## Records for the task
• • • • • • •

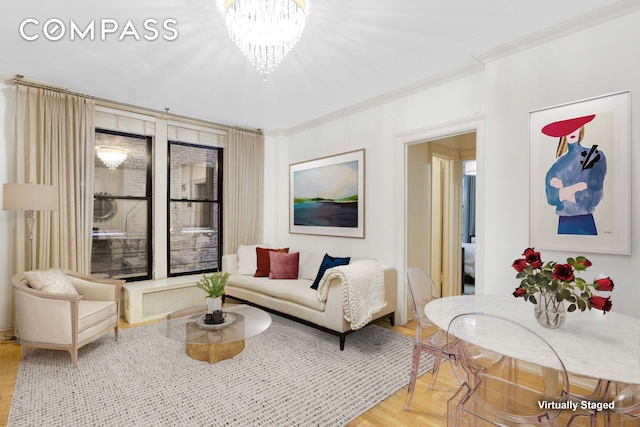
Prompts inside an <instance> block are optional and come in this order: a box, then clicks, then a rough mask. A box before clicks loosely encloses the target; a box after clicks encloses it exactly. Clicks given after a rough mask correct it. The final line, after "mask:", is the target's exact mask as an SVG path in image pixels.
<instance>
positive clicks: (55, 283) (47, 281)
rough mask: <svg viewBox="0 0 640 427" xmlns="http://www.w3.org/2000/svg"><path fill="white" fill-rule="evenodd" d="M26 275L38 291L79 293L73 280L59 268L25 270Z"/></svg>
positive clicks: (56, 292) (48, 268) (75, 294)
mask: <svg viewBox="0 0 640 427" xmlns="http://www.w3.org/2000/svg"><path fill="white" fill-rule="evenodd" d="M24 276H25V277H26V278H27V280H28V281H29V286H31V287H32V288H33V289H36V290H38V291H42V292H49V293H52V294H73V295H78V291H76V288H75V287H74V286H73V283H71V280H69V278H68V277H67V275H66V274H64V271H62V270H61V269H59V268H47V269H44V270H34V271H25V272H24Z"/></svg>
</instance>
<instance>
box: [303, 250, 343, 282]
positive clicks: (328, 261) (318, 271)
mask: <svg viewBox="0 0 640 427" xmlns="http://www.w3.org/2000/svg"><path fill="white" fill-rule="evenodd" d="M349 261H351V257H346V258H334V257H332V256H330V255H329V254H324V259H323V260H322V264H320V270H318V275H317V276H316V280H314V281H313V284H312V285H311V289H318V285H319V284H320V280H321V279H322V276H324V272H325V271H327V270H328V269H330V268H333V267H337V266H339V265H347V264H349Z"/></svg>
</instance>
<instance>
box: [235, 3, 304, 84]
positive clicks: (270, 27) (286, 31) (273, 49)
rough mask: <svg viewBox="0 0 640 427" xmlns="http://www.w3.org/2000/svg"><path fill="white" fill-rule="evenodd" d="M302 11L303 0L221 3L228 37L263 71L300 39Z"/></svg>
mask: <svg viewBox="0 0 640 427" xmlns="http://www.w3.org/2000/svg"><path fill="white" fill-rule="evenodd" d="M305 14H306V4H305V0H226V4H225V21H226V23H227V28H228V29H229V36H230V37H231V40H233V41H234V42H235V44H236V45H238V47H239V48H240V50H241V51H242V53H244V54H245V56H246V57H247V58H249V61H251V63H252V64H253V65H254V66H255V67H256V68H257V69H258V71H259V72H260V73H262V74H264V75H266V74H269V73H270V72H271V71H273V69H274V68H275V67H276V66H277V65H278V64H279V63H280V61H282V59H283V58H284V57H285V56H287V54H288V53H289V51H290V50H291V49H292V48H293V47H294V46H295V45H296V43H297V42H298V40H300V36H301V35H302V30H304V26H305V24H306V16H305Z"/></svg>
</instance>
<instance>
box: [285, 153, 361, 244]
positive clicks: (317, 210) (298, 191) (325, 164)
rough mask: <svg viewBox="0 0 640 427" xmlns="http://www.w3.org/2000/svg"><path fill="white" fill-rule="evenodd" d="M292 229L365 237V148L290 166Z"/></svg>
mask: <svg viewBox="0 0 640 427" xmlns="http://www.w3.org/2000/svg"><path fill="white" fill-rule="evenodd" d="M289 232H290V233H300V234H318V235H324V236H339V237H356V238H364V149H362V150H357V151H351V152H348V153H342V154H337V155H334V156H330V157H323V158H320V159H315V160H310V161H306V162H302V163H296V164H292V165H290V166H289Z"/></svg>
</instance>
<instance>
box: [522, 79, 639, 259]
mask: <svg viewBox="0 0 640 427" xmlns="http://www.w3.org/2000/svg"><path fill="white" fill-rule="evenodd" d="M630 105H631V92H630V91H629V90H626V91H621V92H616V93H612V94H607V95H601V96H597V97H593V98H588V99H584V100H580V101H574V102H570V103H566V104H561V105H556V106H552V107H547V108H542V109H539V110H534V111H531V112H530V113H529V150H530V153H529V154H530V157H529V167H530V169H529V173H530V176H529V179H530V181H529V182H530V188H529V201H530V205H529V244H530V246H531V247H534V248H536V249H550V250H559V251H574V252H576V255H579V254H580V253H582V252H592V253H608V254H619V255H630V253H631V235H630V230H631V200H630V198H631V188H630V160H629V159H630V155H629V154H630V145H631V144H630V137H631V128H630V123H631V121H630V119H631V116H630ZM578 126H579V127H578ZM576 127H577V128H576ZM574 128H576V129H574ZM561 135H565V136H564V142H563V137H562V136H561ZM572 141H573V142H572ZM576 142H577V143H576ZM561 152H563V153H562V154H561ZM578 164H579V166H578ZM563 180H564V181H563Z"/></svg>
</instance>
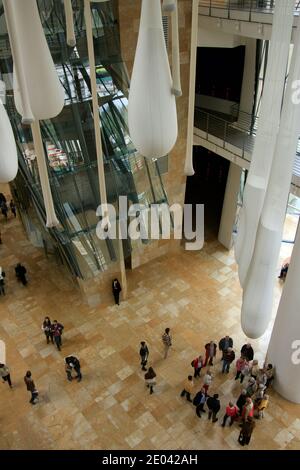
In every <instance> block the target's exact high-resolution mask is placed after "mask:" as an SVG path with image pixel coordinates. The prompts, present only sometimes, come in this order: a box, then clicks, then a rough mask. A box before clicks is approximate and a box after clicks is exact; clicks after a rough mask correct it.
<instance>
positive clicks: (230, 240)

• • • • • • •

Could you reproduce the whole listing above word for word, leaving out the pictures?

Prompts inside an <instance> block are optional and come in this order: a box, then clicks, then a rough mask. A box before clicks loosely encloses the target; a box after clicks encloses it exactly. Clicks given after a rough mask correct it. The final line, after "mask:", is the target's exact mask as an SVG path in image pixels.
<instance>
positive clicks: (55, 283) (47, 281)
rough mask: <svg viewBox="0 0 640 427" xmlns="http://www.w3.org/2000/svg"><path fill="white" fill-rule="evenodd" d="M26 275L38 291L79 293L73 280L59 268L25 270Z"/></svg>
positive clicks: (56, 292) (48, 268) (75, 294)
mask: <svg viewBox="0 0 640 427" xmlns="http://www.w3.org/2000/svg"><path fill="white" fill-rule="evenodd" d="M24 276H25V277H26V278H27V280H28V281H29V286H31V287H32V288H33V289H36V290H38V291H42V292H49V293H52V294H73V295H78V291H76V288H75V287H74V286H73V283H71V280H69V278H68V277H67V275H66V274H64V271H62V270H61V269H59V268H47V269H44V270H34V271H25V272H24Z"/></svg>
</instance>
<instance>
box: [303, 250, 343, 282]
positive clicks: (328, 261) (318, 271)
mask: <svg viewBox="0 0 640 427" xmlns="http://www.w3.org/2000/svg"><path fill="white" fill-rule="evenodd" d="M349 261H351V257H346V258H334V257H332V256H330V255H329V254H324V259H323V260H322V264H320V270H318V275H317V276H316V280H314V281H313V284H312V285H311V289H318V285H319V284H320V280H321V279H322V276H324V272H325V271H327V270H328V269H330V268H333V267H337V266H339V265H347V264H349Z"/></svg>
</instance>
<instance>
box: [235, 3, 304, 84]
positive clicks: (270, 27) (286, 31) (273, 49)
rough mask: <svg viewBox="0 0 640 427" xmlns="http://www.w3.org/2000/svg"><path fill="white" fill-rule="evenodd" d="M302 11L303 0L221 3L228 37L263 71L300 39Z"/></svg>
mask: <svg viewBox="0 0 640 427" xmlns="http://www.w3.org/2000/svg"><path fill="white" fill-rule="evenodd" d="M305 14H306V4H305V0H226V4H225V21H226V23H227V28H228V29H229V36H230V37H231V40H233V41H234V42H235V44H236V45H238V47H239V48H240V50H241V51H242V53H244V54H245V56H246V57H247V58H249V61H251V63H252V64H253V65H254V66H255V67H256V68H257V69H258V71H259V72H260V73H262V74H264V75H266V74H269V73H270V72H271V71H273V69H274V68H275V67H276V66H277V65H278V64H279V63H280V61H282V59H283V58H284V57H285V56H287V54H288V53H289V51H290V50H291V49H292V48H293V47H294V46H295V45H296V43H297V42H298V40H300V36H301V35H302V30H304V26H305V24H306V16H305Z"/></svg>
</instance>
<instance>
box: [285, 153, 361, 244]
positive clicks: (317, 210) (298, 191) (325, 164)
rough mask: <svg viewBox="0 0 640 427" xmlns="http://www.w3.org/2000/svg"><path fill="white" fill-rule="evenodd" d="M292 229L365 237V148L290 166Z"/></svg>
mask: <svg viewBox="0 0 640 427" xmlns="http://www.w3.org/2000/svg"><path fill="white" fill-rule="evenodd" d="M289 232H290V233H300V234H318V235H324V236H339V237H356V238H364V149H362V150H357V151H351V152H348V153H342V154H337V155H334V156H330V157H323V158H320V159H315V160H310V161H306V162H302V163H296V164H292V165H290V166H289Z"/></svg>
</instance>
<instance>
box: [522, 79, 639, 259]
mask: <svg viewBox="0 0 640 427" xmlns="http://www.w3.org/2000/svg"><path fill="white" fill-rule="evenodd" d="M630 105H631V92H630V91H629V90H626V91H621V92H616V93H612V94H607V95H601V96H597V97H593V98H588V99H584V100H580V101H574V102H570V103H566V104H561V105H556V106H552V107H547V108H542V109H539V110H534V111H531V112H530V113H529V150H530V153H529V154H530V157H529V167H530V169H529V173H530V176H529V179H530V181H529V182H530V188H529V201H530V205H529V244H530V246H531V247H534V248H536V249H550V250H559V251H574V252H576V255H579V254H580V253H582V252H592V253H608V254H619V255H630V253H631V235H630V230H631V200H630V198H631V188H630V160H629V159H630V155H629V154H630V145H631V144H630V137H631V128H630V123H631V121H630V119H631V116H630ZM578 126H579V127H578ZM576 127H577V128H576ZM574 128H576V129H574ZM561 135H565V136H564V142H563V137H562V136H561ZM572 141H573V142H572ZM576 142H577V143H576ZM561 152H563V153H562V154H561ZM578 164H579V166H578ZM563 180H564V181H563Z"/></svg>
</instance>
In every <instance> block the target's exact high-resolution mask is placed after "mask:" as an SVG path with image pixel coordinates. The prompts, present only sometimes, come in this order: a box, then clicks, then a rough mask. A box before clicks is approximate and a box after clicks is exact; clicks after a rough mask correct it.
<instance>
positive clicks: (230, 240)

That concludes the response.